Rugby League may not be a sport that is as well known as its Union counterpart, but those that follow the sport will know there is nothing quite like it. However, it is fast becoming a sport that even the most die hard of supporters are close to turning their backs on.
That is why - with Hull Kingston Rovers being the case in point - it is so disappointing to see yet more fixtures fall foul of the RFL’s COVID protocols this week.
Robins have seen the last seven fixtures postponed
The East Hull club are not the only ones to be affected by the postponement of fixtures, but they are the club that have felt it the most. Their last scheduled game to go ahead was back in mid-June when they beat Wigan Warriors 8-18 at the DW Stadium - the same night as the England football team drew to Scotland in Euro 2020.
The last seven fixtures for the Robins have been postponed, and only had a game last week with Rovers so desperate to play they rescheduled their away trip to the South of France to play league leaders Catalans Dragons.
They will now not play until Monday - yet again against the Dragons - as their game against Salford Red Devils is the latest to be postponed.
Hull Kingston Rovers Chief Executive Paul Lakin put a statement out on the club’s social media channels expressing his frustrations in the wake of the Salford cancellation.
“There is no doubt that the track and trace protocols are badly hurting the sport”
“We are naturally very frustrated; this is our 7th consecutive postponed game and there is no doubt that the track and trace protocols are badly hurting the sport.
As we showed by flying out to France at short notice over the weekend, we are desperate to play but unfortunately, we aren’t able to rearrange a game for 48 hours’ time. Whilst neither Huddersfield or Leigh has a game this round, it wasn’t possible to bring forward our away fixture to play either of them for stadium operational reasons.
“We are excited and determined to give everything we’ve got”

______________________________

◆ WORK REQUEST A: Name every rugby league club, other than Hull Kingston Rovers, that is mentioned in the article about Hull Kingston Rovers' postponed fixtures.
◆ WORK REQUEST B: Reproduce the passage of the article about Hull Kingston Rovers' postponed fixtures starting at "They will now" and ending at "stadium operational reasons.".
The data that follows is not needed for this work.

◆ THE DATA:
______________________________

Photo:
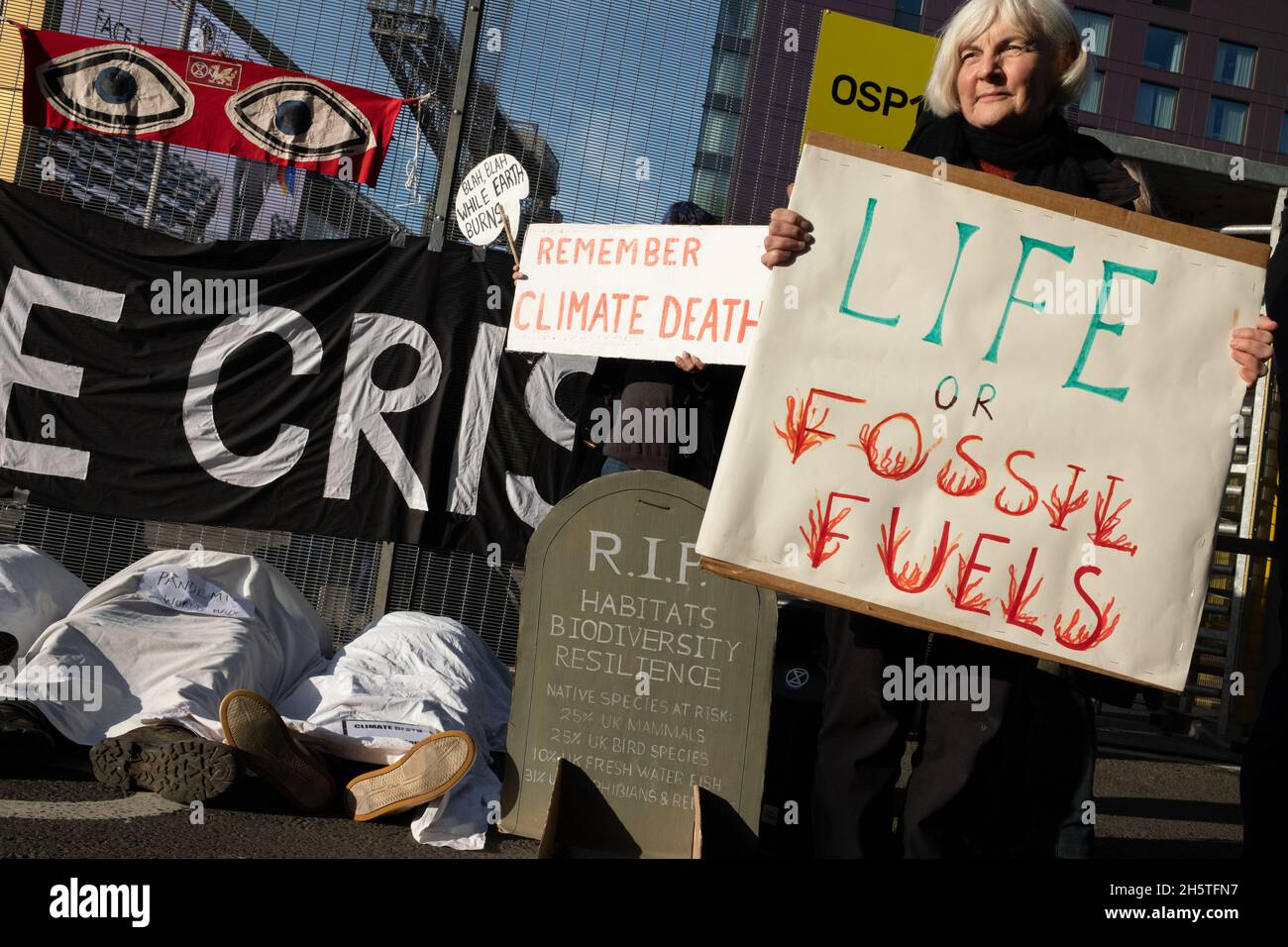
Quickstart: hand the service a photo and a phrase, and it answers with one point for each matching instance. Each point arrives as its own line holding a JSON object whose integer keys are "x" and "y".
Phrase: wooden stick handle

______________________________

◆ TASK OUTPUT A: Wigan Warriors, Catalans Dragons, Salford Red Devils, Huddersfield, Leigh

◆ TASK OUTPUT B:
They will now not play until Monday - yet again against the Dragons - as their game against Salford Red Devils is the latest to be postponed.
Hull Kingston Rovers Chief Executive Paul Lakin put a statement out on the club’s social media channels expressing his frustrations in the wake of the Salford cancellation.
“There is no doubt that the track and trace protocols are badly hurting the sport”
“We are naturally very frustrated; this is our 7th consecutive postponed game and there is no doubt that the track and trace protocols are badly hurting the sport.
As we showed by flying out to France at short notice over the weekend, we are desperate to play but unfortunately, we aren’t able to rearrange a game for 48 hours’ time. Whilst neither Huddersfield or Leigh has a game this round, it wasn’t possible to bring forward our away fixture to play either of them for stadium operational reasons.